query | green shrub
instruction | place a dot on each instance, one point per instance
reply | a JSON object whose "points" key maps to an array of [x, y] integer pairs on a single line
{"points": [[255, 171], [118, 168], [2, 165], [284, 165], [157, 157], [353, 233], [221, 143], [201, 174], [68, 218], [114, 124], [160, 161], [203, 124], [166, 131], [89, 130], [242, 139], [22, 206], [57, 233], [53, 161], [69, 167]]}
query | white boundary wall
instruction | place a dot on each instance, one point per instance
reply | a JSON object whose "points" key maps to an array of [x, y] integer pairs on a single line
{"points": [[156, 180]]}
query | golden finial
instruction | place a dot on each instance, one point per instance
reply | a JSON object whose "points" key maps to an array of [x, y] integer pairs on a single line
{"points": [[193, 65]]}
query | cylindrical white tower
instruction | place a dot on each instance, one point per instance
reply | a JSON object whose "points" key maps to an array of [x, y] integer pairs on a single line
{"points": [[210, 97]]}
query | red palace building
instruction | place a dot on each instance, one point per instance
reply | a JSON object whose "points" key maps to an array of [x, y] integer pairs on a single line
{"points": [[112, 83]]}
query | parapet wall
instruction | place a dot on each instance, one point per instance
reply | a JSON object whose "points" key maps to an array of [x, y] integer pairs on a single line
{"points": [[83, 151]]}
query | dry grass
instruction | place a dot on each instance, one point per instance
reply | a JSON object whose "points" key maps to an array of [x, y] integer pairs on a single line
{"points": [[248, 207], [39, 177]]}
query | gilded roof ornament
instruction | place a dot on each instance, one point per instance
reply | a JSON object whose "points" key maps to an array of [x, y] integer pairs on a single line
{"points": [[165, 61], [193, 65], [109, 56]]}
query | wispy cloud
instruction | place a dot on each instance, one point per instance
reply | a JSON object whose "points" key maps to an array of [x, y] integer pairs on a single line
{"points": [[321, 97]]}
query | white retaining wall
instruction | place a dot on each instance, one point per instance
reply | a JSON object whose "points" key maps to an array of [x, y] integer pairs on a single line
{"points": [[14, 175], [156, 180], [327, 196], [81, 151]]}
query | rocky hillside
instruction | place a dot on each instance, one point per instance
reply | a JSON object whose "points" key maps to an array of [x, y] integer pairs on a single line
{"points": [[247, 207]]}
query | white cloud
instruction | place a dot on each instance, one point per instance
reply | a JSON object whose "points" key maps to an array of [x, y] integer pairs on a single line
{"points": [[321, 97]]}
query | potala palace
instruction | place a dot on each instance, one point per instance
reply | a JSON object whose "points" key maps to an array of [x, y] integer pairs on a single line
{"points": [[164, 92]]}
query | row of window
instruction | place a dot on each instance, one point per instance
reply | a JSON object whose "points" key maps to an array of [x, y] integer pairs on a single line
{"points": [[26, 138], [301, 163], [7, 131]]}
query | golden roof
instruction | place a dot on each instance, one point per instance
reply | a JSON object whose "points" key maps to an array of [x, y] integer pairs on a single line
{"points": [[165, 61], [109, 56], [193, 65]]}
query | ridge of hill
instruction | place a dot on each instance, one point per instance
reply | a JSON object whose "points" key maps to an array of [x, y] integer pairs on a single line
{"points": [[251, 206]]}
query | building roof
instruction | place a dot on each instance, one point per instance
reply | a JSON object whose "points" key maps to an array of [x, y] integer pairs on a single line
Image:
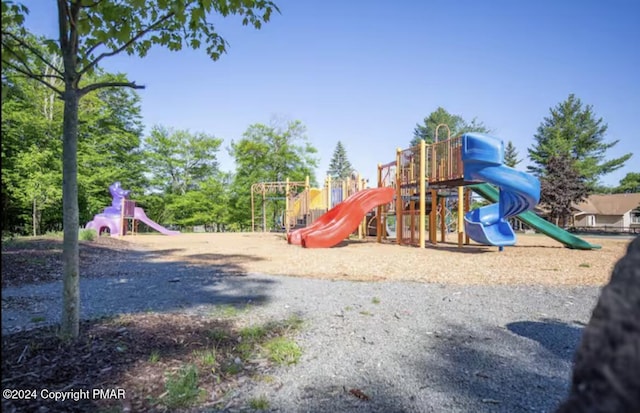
{"points": [[610, 204]]}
────
The task:
Everything in the entries except the pictures must be duplicated exactly.

Finished exercise:
query | green shrub
instruction | place a dot on each instance, one point per instance
reply | a JSON object whose "points" key maps to an array of [x, y] integer pairs on a single line
{"points": [[255, 171], [118, 168], [2, 165], [284, 165], [157, 157], [353, 233], [221, 143], [201, 174], [68, 218], [114, 124], [160, 161], [203, 124], [166, 131], [89, 130], [242, 139], [22, 206], [57, 233], [53, 161], [69, 167]]}
query | white boundary wall
instruction | place a dot on each instance, one point per instance
reply | a JSON object whose "points" key maps to an array of [x, y] integer pairs on a single line
{"points": [[156, 180]]}
query | golden finial
instruction | place a dot on each instance, one point per instance
reply | a JSON object whose "points" key maps to an array of [x, y] integer pairs on a single line
{"points": [[193, 65]]}
query | cylindrical white tower
instruction | place a dot on each instance, one point per instance
reply | a JSON object whose "points" key maps to an array of [x, y] integer pairs on a single line
{"points": [[210, 97]]}
query | red palace building
instruction | place a dot on each instance, one point per instance
reply | a JSON object whose "points" key maps to an array of [x, y] integer pairs on a single line
{"points": [[112, 83]]}
query | parapet wall
instruction | place a dot on each instance, one point per instance
reply | a JSON object whose "points" key maps to an array of [x, y] integer pairs on a single line
{"points": [[83, 151]]}
query | dry grass
instruction | place a dot on each instance, one point per instance
reply | a JSON object whose "points" key maps to an array of [x, y] integer pairs on a single line
{"points": [[248, 207], [39, 177]]}
query | gilded roof ornament
instruction | place a dot on each instance, one point per instance
reply | a JSON object whose "points" key maps to an array of [x, y] integer pairs on a single line
{"points": [[165, 61], [193, 65], [109, 56]]}
query | wispy cloud
instruction | place a dot on each instance, one point per instance
reply | a JSON object whose "points" key maps to an array of [x, y] integer pairs on a single line
{"points": [[321, 97]]}
query | white retaining wall
instruction | place a dot on each instance, one point per instance
reply | a JSON object whose "points" key maps to an array of [x, y] integer pairs on a single line
{"points": [[14, 175], [156, 180], [327, 196], [81, 151]]}
query | rocky hillside
instruction | place a dot on each instance, one point per instance
reply | a JSON object whose "points" key maps to an array of [x, y] integer pairs on a single line
{"points": [[247, 207]]}
query | white cloud
instruction | place a dot on each instance, one point per instance
reply | a JSON object whose "points" key maps to an array of [x, y] integer pairs on a single line
{"points": [[321, 97]]}
query | potala palace
instruction | place a dot on each instance, one point per instance
reply | a JSON object whose "points" key maps to an array of [x, y] integer pairs on a single line
{"points": [[164, 92]]}
query | row of window
instruction | place a dot on each instance, one point per instance
reply | a JSON object whose "points" key maps to an array of [x, y] integer pairs on a single line
{"points": [[26, 138], [301, 163], [7, 131]]}
query | golden roof
instruction | place a dot on each instance, one point per instance
reply | a JSON object whose "points" key maps to an array of [x, y] integer pairs on a single line
{"points": [[165, 61], [109, 56], [193, 65]]}
query | ridge of hill
instruction | place a dot on each instance, one point per instance
reply | a JSON object whose "points" key maps to an array of [x, y] integer pairs on a single line
{"points": [[251, 206]]}
query | building roof
instruction | place a dot on each instance, one point per instance
reply | a JSON object whose "points" key maps to an array of [x, y] integer pairs on a single line
Image:
{"points": [[610, 204]]}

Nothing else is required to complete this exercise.